Unterstützte Kommunikation

«Menschen mit Dyslexie und Dyskalkulie brauchen Förderung»

Kinder und Erwachsene werden als dumm oder faul abgestempelt, weil sie Mühe haben mit Lesen und Rechtschreiben. Sind sie von einer Lese-Rechtschreib-Störung (LRS) betroffen, spielen Genetik und Umwelt eine grosse Rolle. Was können Betroffene und Angehörige tun? Das erläutert Monika Brunsting, früheres Vorstandsmitglied des Verbandes Dyslexie Schweiz (VDS), im Gespräch.

Was sind Dyslexie und Dyskalkulie überhaupt?

Von Dyslexie oder Dyskalkulie spricht man bei Menschen, die im Lesen, im Rechtschreiben oder im Rechnen sehr grosse Schwierigkeiten haben, die nicht auf eine geringe Intelligenz zurückgeführt werden können. Dyslexie und Dyskalkulie können auch zusammen auftreten. Man geht heute von einer genetischen Komponente aus und hat auch schon verschiedene Gene identifiziert, die eine Rolle zu spielen scheinen. Deshalb treten Dyslexie und Dyskalkulie in vielen Familien gehäuft auf.

Auch die Umwelt ist wichtig: Das Lesen, das Rechtschreiben und das Rechnen muss man lernen. Genetische Voraussetzungen können das Lernen erschweren. Es braucht dann mehr oder anderes Lernen und viel Unterstützung. Bei schweren Fällen muss man akzeptieren, dass auch die beste Förderung das Problem nicht lösen kann und eine Behinderung bestehen bleibt. Diese ermöglicht in der Schule oder der Ausbildung einen Nachteilsausgleich. Übrigens: Nicht selten ist auch eine AD(H)S mit dabei und erschwert das Lernen zusätzlich.

Wann und warum wurde der Verband Dyslexie Schweiz ins Leben gerufen?

Eltern von Betroffenen haben den Verband Dyslexie Schweiz im Jahr 1994 gegründet. In der Romandie gibt es seit 1996 übrigens einen eigenen Verband, die association Dyslexie suisse romande (aDsr). Eltern von Kindern mit Dyslexie haben Unterstützung für die Anliegen und Probleme ihrer Kinder gesucht. Sei dies zwecks Abklären oder Fördern der Kinder oder für den Erfahrungsaustausch unter den Eltern.

-- AUFGABENSTELLUNG --
Gib aus dem Text über Dyslexie und Dyskalkulie den Abschnitt wörtlich wieder, der mit den Worten „Wann und warum“ beginnt und mit „unter den Eltern.“ endet.

-- GEGEBENE INFORMATIONEN --
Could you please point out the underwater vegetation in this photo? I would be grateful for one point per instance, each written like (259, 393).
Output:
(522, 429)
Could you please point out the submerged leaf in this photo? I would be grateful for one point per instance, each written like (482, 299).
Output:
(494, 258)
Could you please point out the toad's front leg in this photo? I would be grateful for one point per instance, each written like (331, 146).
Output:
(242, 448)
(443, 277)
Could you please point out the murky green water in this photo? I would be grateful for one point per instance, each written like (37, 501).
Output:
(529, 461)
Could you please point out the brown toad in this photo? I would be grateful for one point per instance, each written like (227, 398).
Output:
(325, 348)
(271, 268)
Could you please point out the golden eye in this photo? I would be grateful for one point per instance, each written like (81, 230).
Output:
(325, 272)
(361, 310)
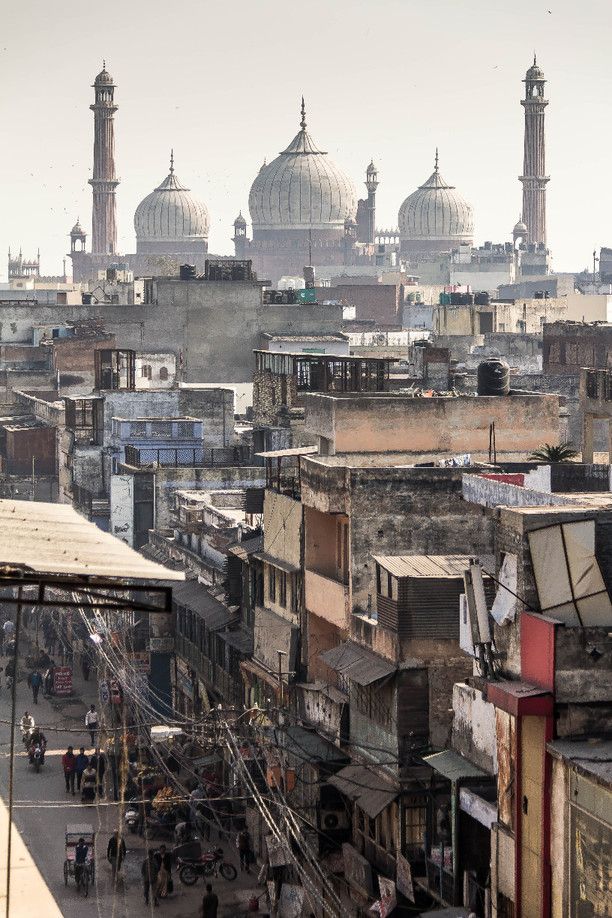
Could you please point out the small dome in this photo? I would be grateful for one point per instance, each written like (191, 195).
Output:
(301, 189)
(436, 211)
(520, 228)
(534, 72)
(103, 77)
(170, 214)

==

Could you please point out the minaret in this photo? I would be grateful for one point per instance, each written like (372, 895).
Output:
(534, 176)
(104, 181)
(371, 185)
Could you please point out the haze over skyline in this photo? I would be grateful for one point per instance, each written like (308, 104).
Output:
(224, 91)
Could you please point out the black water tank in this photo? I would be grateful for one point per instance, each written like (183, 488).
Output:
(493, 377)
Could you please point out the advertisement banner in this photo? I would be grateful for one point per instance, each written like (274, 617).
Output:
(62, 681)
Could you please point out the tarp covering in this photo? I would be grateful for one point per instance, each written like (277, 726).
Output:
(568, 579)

* * *

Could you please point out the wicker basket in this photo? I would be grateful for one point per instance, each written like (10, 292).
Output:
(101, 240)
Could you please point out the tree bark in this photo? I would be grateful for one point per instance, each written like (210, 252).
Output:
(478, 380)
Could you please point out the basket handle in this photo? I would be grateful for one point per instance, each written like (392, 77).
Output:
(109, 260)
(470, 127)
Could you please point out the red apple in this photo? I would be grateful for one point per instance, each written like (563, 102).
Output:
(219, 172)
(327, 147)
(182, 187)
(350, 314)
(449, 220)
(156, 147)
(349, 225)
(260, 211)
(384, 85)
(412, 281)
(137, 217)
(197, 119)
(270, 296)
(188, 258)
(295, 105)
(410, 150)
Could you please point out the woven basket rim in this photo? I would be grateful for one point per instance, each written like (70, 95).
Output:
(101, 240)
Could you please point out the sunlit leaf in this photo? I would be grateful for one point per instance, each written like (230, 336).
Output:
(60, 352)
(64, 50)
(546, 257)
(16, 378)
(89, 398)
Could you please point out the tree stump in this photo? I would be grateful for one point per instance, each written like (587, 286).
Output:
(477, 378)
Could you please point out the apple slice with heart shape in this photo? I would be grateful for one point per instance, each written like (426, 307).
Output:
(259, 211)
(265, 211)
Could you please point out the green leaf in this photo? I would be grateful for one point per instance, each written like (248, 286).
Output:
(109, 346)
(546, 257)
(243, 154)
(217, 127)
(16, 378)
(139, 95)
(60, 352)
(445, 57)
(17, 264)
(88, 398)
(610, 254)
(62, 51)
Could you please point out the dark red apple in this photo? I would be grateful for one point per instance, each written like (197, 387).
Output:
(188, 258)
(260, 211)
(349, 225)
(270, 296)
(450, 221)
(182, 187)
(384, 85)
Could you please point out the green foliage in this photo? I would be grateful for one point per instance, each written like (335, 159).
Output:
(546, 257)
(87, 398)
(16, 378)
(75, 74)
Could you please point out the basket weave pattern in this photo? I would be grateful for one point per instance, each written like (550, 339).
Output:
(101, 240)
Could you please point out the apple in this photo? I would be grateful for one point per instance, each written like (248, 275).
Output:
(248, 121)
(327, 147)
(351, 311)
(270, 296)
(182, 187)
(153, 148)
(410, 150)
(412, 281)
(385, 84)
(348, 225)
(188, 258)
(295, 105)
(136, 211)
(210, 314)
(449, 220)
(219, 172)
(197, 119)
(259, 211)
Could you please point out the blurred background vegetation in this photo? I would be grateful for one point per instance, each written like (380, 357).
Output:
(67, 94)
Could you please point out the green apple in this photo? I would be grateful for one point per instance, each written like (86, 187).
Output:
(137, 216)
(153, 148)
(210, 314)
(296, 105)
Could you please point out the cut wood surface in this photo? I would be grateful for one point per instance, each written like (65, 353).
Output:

-- LÖSUNG --
Wann und warum wurde der Verband Dyslexie Schweiz ins Leben gerufen?

Eltern von Betroffenen haben den Verband Dyslexie Schweiz im Jahr 1994 gegründet. In der Romandie gibt es seit 1996 übrigens einen eigenen Verband, die association Dyslexie suisse romande (aDsr). Eltern von Kindern mit Dyslexie haben Unterstützung für die Anliegen und Probleme ihrer Kinder gesucht. Sei dies zwecks Abklären oder Fördern der Kinder oder für den Erfahrungsaustausch unter den Eltern.